Random Numbers#


REFS:

  • Boudreau, Applied Computational Physics

  • Heath, Scientific Computing

  • Landau y Paez, Computational physics, problem solving with computers

  • Anagnostoupulos, A practical introduction to computational physics and scientific computing

  • Ward, Numerical Mathematicas and Computing

Go to https://tinyurl.com/ProgCPP-presentations for a presentation regarding the topic.


Generating random numbers is a very old computer science problem with many useful applications. Here we will study how to use the rng (random number generators) in c++, and then use to sample regions, compute integral, and perform simulations.

A random number routine is a mathematical rule allows to generate random numbers from a starting point (seed) , numbers which hopefully are

  • not correlated

  • have a long period

  • are produced efficiently

Having a general rng for any purpose is not easy task. There are test, like https://en.wikipedia.org/wiki/TestU01?useskin=vector, that check for some desirable rng properties. Still some rng are better than others (see https://www.pcg-random.org/), and some that might work well for something like MC simulations, might not be ideal for cryptographic applications. In the following, we are going to check the quality of a simple linear congruential random number generator and, then, we are going to check for the C++ specific routines.

Linear congruential Random Number Generator#

Represented by

(50)#\[\begin{equation} x' = (ax + c) \mod m, \end{equation}\]

where \(a, c, m\) are integers constants. The random generator quality depends on those constants. There are several proposal for them, check https://en.wikipedia.org/wiki/Linear_congruential_generator .

*STORED RECORDS*.
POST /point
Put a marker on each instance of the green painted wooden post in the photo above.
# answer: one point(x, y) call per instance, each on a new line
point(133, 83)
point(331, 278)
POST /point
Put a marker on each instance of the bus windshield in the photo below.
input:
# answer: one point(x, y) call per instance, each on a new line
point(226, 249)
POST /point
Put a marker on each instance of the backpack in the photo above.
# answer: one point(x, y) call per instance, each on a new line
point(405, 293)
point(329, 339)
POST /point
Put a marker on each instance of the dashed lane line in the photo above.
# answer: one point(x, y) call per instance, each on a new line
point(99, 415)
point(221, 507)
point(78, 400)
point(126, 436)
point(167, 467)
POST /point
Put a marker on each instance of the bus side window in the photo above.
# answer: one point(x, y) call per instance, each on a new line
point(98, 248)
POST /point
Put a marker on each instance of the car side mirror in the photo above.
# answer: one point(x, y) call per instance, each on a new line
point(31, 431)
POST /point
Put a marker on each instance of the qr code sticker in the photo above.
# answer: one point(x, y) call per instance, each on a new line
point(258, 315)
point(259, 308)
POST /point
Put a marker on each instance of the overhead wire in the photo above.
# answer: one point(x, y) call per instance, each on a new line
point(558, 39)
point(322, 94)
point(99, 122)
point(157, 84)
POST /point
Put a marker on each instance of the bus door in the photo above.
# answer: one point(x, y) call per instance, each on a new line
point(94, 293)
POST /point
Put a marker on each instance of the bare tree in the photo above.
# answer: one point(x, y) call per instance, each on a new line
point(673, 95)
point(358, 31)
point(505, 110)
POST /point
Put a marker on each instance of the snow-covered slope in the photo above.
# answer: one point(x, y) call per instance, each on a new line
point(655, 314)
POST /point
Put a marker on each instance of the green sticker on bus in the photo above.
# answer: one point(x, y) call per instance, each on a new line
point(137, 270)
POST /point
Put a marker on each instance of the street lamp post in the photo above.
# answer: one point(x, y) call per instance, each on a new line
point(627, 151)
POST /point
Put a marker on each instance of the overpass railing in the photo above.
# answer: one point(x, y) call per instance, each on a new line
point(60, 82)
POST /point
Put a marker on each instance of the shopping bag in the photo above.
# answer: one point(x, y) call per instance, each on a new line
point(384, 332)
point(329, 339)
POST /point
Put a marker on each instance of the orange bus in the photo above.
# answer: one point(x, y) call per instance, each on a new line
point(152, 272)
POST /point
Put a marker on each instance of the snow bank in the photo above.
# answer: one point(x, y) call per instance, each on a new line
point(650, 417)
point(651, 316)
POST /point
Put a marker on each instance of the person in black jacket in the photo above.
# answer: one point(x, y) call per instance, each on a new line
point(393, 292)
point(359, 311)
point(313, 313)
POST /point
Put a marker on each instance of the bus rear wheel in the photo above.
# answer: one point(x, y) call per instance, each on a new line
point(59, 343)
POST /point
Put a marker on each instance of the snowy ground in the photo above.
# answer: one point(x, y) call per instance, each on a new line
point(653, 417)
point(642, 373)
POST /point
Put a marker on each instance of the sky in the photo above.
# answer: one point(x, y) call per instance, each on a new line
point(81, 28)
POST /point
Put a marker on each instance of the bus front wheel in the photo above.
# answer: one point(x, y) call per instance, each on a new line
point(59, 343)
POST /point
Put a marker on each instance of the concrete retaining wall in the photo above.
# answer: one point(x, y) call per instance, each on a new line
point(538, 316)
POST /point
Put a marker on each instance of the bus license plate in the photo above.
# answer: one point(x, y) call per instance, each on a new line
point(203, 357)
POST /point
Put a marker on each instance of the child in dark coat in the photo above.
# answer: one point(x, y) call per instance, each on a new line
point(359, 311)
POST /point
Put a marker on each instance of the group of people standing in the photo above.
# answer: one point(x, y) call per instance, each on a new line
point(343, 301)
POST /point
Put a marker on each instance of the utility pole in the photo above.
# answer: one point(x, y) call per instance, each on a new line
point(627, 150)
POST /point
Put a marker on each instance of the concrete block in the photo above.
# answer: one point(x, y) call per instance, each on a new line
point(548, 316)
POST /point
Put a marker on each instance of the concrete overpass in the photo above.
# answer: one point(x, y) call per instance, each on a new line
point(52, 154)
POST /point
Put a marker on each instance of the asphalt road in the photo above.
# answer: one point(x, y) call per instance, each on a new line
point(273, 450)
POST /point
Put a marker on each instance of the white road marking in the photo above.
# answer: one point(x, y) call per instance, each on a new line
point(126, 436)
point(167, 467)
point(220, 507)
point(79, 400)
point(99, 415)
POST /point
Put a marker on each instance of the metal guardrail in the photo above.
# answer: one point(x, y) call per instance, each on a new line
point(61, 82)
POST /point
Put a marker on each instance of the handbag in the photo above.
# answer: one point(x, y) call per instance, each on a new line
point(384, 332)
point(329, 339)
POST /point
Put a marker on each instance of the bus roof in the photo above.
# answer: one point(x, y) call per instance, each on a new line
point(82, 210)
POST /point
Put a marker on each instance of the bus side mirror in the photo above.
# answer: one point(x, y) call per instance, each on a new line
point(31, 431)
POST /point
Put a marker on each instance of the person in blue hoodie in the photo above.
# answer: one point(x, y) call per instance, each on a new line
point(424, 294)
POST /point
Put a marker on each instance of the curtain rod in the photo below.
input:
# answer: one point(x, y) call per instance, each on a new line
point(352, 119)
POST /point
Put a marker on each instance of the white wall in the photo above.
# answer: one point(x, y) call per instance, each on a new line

*TASKS AND EXERCISES*.
1 – From the passage on random numbers, render this sentence in Spanish: "The random generator quality depends on those constants."
2 – Find each line in the records that contains the string "side" and copy it out.

*OUTPUTS FOR THE TASKS*.
1 – La calidad del generador aleatorio depende de esas constantes.

2 –
Put a marker on each instance of the bus side window in the photo above.
Put a marker on each instance of the car side mirror in the photo above.
Put a marker on each instance of the bus side mirror in the photo above.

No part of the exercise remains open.